AIM: Everything from the line containing "of the hedge" down to the last line of the entries below must be transcribed exactly, and nothing else.

INFORMATION GIVEN:
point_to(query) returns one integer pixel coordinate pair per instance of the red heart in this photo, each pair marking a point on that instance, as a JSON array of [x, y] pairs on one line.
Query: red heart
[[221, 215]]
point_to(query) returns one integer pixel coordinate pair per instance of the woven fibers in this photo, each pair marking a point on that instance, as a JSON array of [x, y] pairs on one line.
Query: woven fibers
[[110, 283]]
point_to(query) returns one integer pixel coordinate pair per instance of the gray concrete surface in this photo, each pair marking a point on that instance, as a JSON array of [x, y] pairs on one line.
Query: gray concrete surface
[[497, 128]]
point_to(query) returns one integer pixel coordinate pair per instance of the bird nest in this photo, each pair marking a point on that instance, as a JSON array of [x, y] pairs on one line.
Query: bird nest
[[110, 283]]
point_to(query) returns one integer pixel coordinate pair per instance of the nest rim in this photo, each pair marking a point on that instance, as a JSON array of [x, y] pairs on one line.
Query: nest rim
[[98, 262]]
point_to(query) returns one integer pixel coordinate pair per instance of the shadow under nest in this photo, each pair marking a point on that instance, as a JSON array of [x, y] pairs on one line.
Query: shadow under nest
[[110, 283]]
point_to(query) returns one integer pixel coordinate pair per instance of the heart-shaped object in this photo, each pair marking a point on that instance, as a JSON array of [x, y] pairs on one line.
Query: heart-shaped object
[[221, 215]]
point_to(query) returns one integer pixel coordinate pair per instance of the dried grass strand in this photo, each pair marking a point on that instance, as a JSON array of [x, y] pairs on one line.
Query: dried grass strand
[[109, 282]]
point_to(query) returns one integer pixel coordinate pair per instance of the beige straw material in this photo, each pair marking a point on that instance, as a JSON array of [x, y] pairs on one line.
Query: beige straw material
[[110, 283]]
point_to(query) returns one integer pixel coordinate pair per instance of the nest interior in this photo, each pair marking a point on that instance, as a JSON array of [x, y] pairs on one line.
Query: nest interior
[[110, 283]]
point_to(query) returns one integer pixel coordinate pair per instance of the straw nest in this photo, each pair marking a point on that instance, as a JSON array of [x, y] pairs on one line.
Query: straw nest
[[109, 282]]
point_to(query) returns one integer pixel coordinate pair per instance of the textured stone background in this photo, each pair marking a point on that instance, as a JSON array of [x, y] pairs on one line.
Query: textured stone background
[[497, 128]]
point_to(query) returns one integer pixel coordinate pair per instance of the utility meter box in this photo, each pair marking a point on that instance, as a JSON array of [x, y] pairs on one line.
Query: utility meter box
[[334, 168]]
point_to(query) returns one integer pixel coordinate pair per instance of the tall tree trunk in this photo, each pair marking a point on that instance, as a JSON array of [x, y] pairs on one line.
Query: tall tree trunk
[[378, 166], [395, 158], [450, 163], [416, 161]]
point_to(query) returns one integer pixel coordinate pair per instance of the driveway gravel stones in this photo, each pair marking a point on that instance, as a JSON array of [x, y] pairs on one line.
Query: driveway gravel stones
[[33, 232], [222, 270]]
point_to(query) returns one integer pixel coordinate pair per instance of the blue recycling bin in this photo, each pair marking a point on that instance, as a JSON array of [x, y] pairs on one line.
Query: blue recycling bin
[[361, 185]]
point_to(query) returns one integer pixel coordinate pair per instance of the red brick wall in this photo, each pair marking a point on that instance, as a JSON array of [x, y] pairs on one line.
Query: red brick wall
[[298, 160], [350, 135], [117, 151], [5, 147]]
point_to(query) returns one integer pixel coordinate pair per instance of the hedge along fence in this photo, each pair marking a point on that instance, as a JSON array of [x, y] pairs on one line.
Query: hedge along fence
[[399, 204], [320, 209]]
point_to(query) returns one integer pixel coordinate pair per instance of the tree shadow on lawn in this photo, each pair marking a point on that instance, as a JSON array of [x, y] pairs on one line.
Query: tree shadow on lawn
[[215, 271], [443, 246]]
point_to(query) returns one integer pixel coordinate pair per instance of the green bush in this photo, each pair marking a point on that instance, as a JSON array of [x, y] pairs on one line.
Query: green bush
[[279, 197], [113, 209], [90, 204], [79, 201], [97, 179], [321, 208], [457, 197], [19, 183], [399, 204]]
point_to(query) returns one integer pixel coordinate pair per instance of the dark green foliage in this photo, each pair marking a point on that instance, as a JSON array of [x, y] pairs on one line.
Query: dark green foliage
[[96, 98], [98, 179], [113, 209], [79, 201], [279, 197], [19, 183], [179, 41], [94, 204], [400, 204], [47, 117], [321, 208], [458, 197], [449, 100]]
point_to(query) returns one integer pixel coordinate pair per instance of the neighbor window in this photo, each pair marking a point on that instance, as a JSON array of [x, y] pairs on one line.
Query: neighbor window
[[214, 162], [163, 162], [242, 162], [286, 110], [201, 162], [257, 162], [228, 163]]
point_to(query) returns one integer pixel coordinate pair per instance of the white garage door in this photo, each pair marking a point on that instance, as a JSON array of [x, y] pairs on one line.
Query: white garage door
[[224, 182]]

FULL SOLUTION:
point_to(query) returns one integer pixel coordinate pair per instance of the hedge along fence in this photo, each pair marking a point on that instance, as a JSON array of [x, y] pairs on one line.
Query: hedge along fence
[[399, 204], [320, 209]]
point_to(query) returns one integer pixel coordinate pair per instance of the tree shadow on lawn in this photo, each pair marking a point on that instance, as a JSON array of [x, y] pairs on one line.
Query: tree shadow on lawn
[[215, 271], [443, 246]]
point_to(query) returns one integer pixel coordinate pair per instance of the green bush in this photo, each pair marking a point on that instance, as a JSON array of [x, y] pairs on one line.
Query: green bush
[[279, 197], [113, 209], [90, 204], [79, 201], [97, 179], [321, 208], [457, 197], [19, 183], [399, 204]]
point_to(query) returns one integer pixel coordinate pair per instance of the dark green foliage in this photo, each pair marking a point on that instance, as a JSON array of [x, y] pairs on one line.
Query: dark green foliage
[[96, 98], [98, 179], [113, 209], [79, 201], [279, 197], [19, 183], [179, 41], [94, 204], [400, 204], [47, 117], [321, 208], [458, 197], [449, 100]]
point_to(query) returns one integer pixel coordinate pair per instance of the neighbor window in this photo, each pair marking a point on that instance, as a JSON array of [x, y] pairs on one line.
Query: neighbor window
[[214, 162], [163, 162], [242, 162], [286, 110], [201, 162], [257, 162], [228, 163]]
point_to(query) returns one integer pixel coordinate pair per instance of the white garage door in this photo, each pair marking a point on that instance, as a JSON array of [x, y] pairs on one line.
Query: white garage door
[[224, 182]]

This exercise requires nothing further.